Telefax: (765) 497-2361

   Telefax: (386) 462-6801

 

B. All orders, notices, approvals, and authorizations shall be reduced to writing and shall be personally served on an officer of the other party, sent to the other party via overnight delivery with a reputable overnight delivery service, or transmitted by telefax with a confirmation copy sent via overnight delivery with a reputable overnight delivery service. Notice shall be effective upon receipt or rejection by the receiving party.

ARTICLE XIII—Indemnification

 

A. Distributor shall defend, indemnify and hold harmless Cook, its directors, officers, employees, agents and insurers, from and against any and all third party demands, actions, defense of actions, causes of action (whether judicial, administrative or otherwise), losses, claims, damages, judgments, fees, expenses (including without limitation attorneys’ fees, interest, penalties, investigative expenses and court costs) and liabilities (“ Claims ”) relating to, or caused by, or arising out of or in connection with any one or more of the following:

 

  (i) any statutory laws or regulations or judicial orders or determinations of any country or government subdivision within the Territory or otherwise requiring compensation for severance, disability, or social security payments, or providing for payment or any other compensation to Distributor, its past or present employees, sub-distributors or subrepresentatives or any party associated therewith, as a result of the expiration or termination of this Agreement or any sub-distributor agreement;

 

  (ii) any breach by Distributor of its material obligations, representations, warranties set forth in this Agreement;

 

  (iii) any adulteration of the Product supplied hereunder while in Distributor’s possession;

 

  (iv) the negligence or willful misconduct of Distributor or its Affiliates or sub-distributors or their respective officers, directors, employees, agents or consultants in performing any obligations under this Agreement; or

 

  (v) any knowing infringement or misappropriation by Distributor of third party intellectual property rights with respect to the importation, or distribution or sale (other than a simple sale by one of Distributor’s employee sales representatives personally selling to a end-user customer) of the Product in the Field in the Territory.

 

B. Cook shall defend, indemnify and hold harmless Distributor, its directors, officers, employees, agents and insurers, from and against any and all Claims relating to, or caused by, or arising out of or in connection with, without limitation, any one or more of the following:

 

  (i) any breach by Cook of its material obligations, representations or warranties set forth in this Agreement;

 

  (ii)
------------------------------------
**Challenge 1**
Please pull out every line of the entries that contains the word "water".
The agreement excerpt and the entries have no connection to each other.
------------------------------------
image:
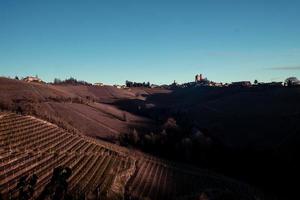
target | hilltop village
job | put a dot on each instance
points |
(200, 81)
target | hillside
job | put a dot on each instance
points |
(89, 109)
(33, 146)
(248, 134)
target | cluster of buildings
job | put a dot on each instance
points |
(200, 81)
(35, 79)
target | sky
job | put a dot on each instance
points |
(150, 40)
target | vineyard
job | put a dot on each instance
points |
(32, 146)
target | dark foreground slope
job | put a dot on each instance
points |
(30, 146)
(251, 134)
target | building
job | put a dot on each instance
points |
(292, 81)
(99, 84)
(241, 84)
(198, 78)
(32, 79)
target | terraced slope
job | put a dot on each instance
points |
(31, 146)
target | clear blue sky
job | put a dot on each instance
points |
(156, 41)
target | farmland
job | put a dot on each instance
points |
(33, 146)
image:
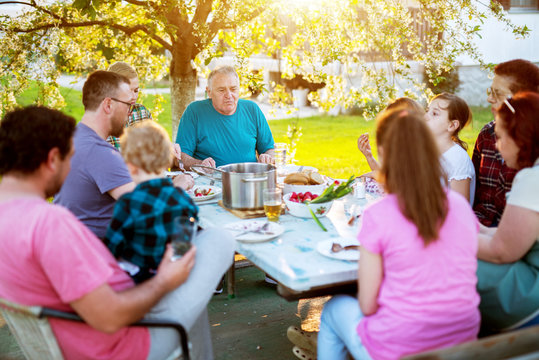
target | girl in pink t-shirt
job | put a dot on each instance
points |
(417, 269)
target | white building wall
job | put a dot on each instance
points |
(497, 45)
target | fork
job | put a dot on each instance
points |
(262, 230)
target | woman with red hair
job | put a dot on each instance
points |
(508, 270)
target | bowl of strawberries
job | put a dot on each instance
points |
(298, 204)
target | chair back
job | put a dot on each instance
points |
(33, 334)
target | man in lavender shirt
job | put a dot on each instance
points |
(98, 175)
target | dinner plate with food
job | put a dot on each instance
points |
(173, 174)
(254, 230)
(339, 248)
(303, 181)
(204, 192)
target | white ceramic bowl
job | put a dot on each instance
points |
(301, 210)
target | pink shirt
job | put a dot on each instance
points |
(49, 258)
(427, 299)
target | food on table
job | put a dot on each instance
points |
(306, 177)
(332, 192)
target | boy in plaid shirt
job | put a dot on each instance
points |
(143, 219)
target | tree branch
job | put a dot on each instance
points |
(125, 29)
(64, 23)
(202, 11)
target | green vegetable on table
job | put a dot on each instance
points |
(329, 194)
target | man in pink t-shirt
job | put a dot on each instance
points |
(49, 258)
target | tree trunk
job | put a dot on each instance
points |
(182, 93)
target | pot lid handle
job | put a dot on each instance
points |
(201, 173)
(255, 179)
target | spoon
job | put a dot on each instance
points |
(260, 230)
(336, 247)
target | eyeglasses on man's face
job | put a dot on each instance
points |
(124, 102)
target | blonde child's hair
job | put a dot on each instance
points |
(147, 146)
(124, 69)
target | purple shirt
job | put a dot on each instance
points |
(96, 168)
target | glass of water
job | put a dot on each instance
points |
(279, 155)
(185, 229)
(272, 203)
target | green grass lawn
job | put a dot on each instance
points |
(328, 142)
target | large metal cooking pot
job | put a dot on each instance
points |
(243, 183)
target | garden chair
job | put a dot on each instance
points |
(30, 326)
(521, 344)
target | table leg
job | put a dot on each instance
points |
(231, 282)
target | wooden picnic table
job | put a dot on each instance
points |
(292, 259)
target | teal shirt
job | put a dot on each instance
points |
(203, 132)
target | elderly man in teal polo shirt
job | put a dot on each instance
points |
(224, 129)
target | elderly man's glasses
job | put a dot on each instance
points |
(124, 102)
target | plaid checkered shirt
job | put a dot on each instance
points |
(493, 178)
(143, 221)
(139, 113)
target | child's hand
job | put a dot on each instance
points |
(185, 181)
(174, 273)
(364, 145)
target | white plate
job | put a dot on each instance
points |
(215, 190)
(236, 228)
(171, 174)
(324, 248)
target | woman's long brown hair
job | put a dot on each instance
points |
(411, 170)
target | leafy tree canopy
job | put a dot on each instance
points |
(328, 41)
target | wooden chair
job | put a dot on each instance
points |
(520, 344)
(30, 327)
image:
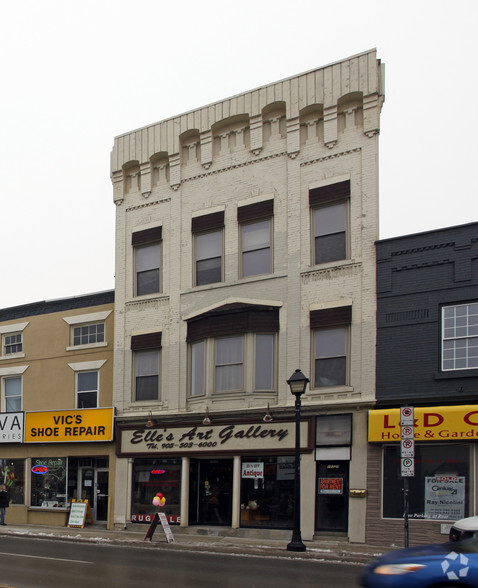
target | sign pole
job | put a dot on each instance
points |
(406, 500)
(407, 455)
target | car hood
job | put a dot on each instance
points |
(421, 551)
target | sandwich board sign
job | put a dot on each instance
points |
(79, 512)
(160, 517)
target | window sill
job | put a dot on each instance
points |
(331, 265)
(453, 375)
(12, 356)
(330, 390)
(159, 296)
(89, 346)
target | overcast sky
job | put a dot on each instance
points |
(76, 74)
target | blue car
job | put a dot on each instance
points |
(426, 566)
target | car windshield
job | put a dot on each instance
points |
(465, 546)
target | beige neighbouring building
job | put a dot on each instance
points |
(245, 236)
(57, 419)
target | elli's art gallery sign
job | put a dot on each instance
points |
(60, 426)
(438, 423)
(201, 439)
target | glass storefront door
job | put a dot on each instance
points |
(332, 496)
(102, 495)
(210, 491)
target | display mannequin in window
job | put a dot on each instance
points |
(4, 502)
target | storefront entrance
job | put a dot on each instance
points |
(88, 479)
(210, 492)
(332, 496)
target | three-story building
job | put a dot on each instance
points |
(245, 249)
(56, 419)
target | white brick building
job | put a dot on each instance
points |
(245, 249)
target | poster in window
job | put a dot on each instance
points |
(445, 497)
(331, 485)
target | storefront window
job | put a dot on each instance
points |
(12, 474)
(153, 476)
(267, 492)
(48, 476)
(440, 488)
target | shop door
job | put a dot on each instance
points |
(102, 495)
(94, 488)
(86, 481)
(332, 496)
(210, 492)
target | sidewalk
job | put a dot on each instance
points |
(205, 539)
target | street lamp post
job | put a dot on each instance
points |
(297, 383)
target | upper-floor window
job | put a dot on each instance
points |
(255, 222)
(147, 253)
(12, 391)
(87, 389)
(460, 337)
(147, 366)
(208, 248)
(89, 334)
(11, 381)
(87, 383)
(329, 205)
(11, 339)
(330, 344)
(12, 343)
(242, 360)
(229, 362)
(87, 330)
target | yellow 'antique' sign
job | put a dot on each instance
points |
(437, 423)
(60, 426)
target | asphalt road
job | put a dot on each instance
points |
(42, 563)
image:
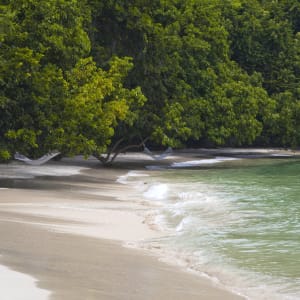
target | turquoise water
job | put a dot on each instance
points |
(236, 221)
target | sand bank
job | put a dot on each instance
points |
(67, 232)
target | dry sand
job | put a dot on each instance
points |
(67, 233)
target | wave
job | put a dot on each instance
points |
(202, 162)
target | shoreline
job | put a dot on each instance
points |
(70, 206)
(28, 210)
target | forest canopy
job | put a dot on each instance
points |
(91, 77)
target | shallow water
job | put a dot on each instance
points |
(237, 221)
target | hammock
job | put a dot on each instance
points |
(36, 162)
(165, 154)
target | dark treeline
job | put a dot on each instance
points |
(90, 76)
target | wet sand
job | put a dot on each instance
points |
(68, 232)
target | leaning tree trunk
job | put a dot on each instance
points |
(108, 159)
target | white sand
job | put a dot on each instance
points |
(18, 286)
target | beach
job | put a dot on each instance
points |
(70, 232)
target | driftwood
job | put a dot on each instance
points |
(36, 162)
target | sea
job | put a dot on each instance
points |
(236, 221)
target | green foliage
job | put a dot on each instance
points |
(75, 75)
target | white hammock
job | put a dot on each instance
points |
(165, 154)
(36, 162)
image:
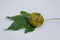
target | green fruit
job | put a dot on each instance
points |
(36, 19)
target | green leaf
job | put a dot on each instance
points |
(21, 21)
(15, 26)
(29, 28)
(25, 14)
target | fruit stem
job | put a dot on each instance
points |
(52, 19)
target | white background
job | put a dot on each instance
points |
(50, 30)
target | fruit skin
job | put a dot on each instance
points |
(36, 19)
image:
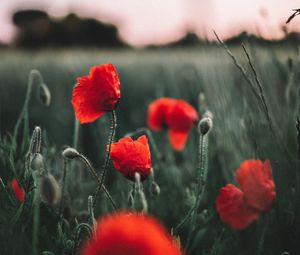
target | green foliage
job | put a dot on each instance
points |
(240, 131)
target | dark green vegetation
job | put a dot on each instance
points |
(241, 131)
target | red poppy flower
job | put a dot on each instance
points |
(177, 115)
(240, 207)
(256, 181)
(130, 234)
(19, 192)
(96, 93)
(130, 157)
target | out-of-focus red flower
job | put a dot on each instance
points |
(175, 114)
(130, 157)
(19, 192)
(232, 208)
(256, 181)
(130, 234)
(96, 93)
(240, 207)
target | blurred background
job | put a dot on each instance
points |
(166, 48)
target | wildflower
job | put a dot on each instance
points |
(130, 157)
(19, 191)
(175, 114)
(97, 93)
(130, 233)
(240, 207)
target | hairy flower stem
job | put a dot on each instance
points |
(148, 133)
(93, 172)
(202, 176)
(113, 127)
(76, 133)
(36, 213)
(91, 220)
(263, 235)
(65, 170)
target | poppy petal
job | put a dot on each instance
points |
(256, 181)
(178, 139)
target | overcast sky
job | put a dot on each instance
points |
(143, 22)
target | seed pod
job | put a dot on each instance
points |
(44, 94)
(140, 202)
(130, 200)
(205, 125)
(50, 190)
(37, 163)
(70, 153)
(155, 189)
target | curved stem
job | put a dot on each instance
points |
(92, 170)
(113, 127)
(76, 133)
(65, 169)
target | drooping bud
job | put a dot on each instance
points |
(44, 94)
(140, 202)
(205, 125)
(70, 153)
(130, 200)
(50, 190)
(37, 163)
(155, 189)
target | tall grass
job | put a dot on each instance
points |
(240, 131)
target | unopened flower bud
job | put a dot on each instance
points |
(130, 200)
(50, 190)
(140, 202)
(155, 189)
(70, 153)
(205, 125)
(44, 94)
(37, 163)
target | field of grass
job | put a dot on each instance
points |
(242, 129)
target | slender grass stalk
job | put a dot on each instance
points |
(63, 184)
(113, 127)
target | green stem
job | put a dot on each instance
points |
(65, 169)
(93, 172)
(76, 133)
(263, 236)
(36, 214)
(113, 127)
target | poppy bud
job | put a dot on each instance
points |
------------------------------------
**Challenge 2**
Transcribe the part of the agreement excerpt that opens with the words "(iv) the negligence" and closes with "in the Territory.".

**Task solution 1**
target | glass of water
target | turquoise water
target | shallow water

**Task solution 2**
(iv) the negligence or willful misconduct of Distributor or its Affiliates or sub-distributors or their respective officers, directors, employees, agents or consultants in performing any obligations under this Agreement; or

 

  (v) any knowing infringement or misappropriation by Distributor of third party intellectual property rights with respect to the importation, or distribution or sale (other than a simple sale by one of Distributor’s employee sales representatives personally selling to a end-user customer) of the Product in the Field in the Territory.